Task
Lay out the lines of the records below, from the line that contains "Screenshot QA — Where is the sheep in" up to and including the line that contains "[[213, 427, 239, 456]]", as a Markdown table with the columns Row and Text. Number each line in Row and skip any blank lines.

Input rows
══════════════════════════════

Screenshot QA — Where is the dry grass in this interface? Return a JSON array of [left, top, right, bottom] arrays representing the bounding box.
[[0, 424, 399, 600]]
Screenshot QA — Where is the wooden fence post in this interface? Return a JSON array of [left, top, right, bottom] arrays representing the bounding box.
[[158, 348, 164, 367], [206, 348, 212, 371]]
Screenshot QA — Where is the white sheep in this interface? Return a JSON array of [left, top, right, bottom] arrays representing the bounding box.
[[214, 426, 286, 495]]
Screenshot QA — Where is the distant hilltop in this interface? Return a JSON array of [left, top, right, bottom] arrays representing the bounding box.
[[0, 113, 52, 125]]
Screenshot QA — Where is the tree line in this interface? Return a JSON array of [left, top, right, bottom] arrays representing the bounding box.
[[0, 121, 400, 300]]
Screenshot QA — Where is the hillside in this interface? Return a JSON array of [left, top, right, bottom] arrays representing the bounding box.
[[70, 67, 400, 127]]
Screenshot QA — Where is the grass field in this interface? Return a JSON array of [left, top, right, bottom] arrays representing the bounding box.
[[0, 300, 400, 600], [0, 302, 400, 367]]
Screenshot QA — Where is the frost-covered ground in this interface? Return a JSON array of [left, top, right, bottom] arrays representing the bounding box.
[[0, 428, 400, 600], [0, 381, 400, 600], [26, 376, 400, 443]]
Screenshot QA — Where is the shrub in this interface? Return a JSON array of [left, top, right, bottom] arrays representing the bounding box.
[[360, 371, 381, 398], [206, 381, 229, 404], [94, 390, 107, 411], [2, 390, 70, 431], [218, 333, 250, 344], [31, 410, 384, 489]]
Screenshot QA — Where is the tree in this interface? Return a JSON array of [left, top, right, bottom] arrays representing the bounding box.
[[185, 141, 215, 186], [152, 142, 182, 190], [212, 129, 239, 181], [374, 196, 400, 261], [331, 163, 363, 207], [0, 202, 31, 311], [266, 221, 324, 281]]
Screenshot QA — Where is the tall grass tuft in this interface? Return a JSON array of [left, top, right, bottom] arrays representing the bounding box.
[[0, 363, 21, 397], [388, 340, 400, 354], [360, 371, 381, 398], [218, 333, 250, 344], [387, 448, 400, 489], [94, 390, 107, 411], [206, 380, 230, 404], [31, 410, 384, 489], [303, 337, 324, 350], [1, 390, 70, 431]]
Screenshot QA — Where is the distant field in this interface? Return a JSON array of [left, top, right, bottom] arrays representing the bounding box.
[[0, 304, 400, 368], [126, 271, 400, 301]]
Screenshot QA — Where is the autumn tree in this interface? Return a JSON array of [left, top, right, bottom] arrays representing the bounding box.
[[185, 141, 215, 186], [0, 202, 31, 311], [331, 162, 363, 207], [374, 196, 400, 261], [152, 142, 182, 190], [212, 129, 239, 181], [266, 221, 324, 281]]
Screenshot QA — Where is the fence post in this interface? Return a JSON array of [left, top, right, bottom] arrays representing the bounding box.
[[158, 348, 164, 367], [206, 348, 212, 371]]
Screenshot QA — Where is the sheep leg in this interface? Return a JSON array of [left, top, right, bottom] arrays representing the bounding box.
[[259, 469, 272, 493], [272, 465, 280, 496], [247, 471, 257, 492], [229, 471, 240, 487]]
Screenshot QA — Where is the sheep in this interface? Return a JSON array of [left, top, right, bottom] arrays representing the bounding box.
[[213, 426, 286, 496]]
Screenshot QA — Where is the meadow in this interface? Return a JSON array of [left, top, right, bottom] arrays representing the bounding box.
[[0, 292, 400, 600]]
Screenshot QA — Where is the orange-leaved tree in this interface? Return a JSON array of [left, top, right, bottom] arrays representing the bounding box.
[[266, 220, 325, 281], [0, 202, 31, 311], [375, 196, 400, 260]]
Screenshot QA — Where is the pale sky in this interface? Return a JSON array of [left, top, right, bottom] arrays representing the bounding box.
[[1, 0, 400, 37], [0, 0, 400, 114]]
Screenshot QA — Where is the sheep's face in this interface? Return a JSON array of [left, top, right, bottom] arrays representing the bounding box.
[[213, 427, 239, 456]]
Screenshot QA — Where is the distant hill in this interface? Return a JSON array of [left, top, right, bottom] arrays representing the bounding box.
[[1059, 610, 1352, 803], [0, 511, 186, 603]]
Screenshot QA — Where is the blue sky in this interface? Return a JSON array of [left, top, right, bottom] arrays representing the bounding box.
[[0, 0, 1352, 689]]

══════════════════════════════

Exercise result
| Row | Text |
|---|---|
| 1 | Screenshot QA — Where is the sheep in this interface? Return a JSON array of [left, top, right, bottom] arrays representing the bounding box. |
| 2 | [[213, 426, 286, 496]] |
| 3 | Screenshot QA — Where is the meadow in this interface? Return a JSON array of [left, top, right, bottom] arrays representing the bounding box. |
| 4 | [[0, 292, 400, 600]] |
| 5 | Screenshot QA — Where is the orange-leaved tree in this interface? Return a JSON array of [left, top, right, bottom] arrays representing the bounding box. |
| 6 | [[266, 220, 325, 281], [0, 202, 31, 311], [375, 196, 400, 260]] |
| 7 | Screenshot QA — Where is the pale sky in this interface? Return a JSON array of [left, top, right, bottom] arrays representing the bounding box. |
| 8 | [[1, 0, 400, 37], [0, 0, 400, 114]] |
| 9 | Screenshot QA — Where is the sheep's face in this interface? Return a JSON array of [left, top, right, bottom] arrays representing the bounding box. |
| 10 | [[213, 427, 239, 456]] |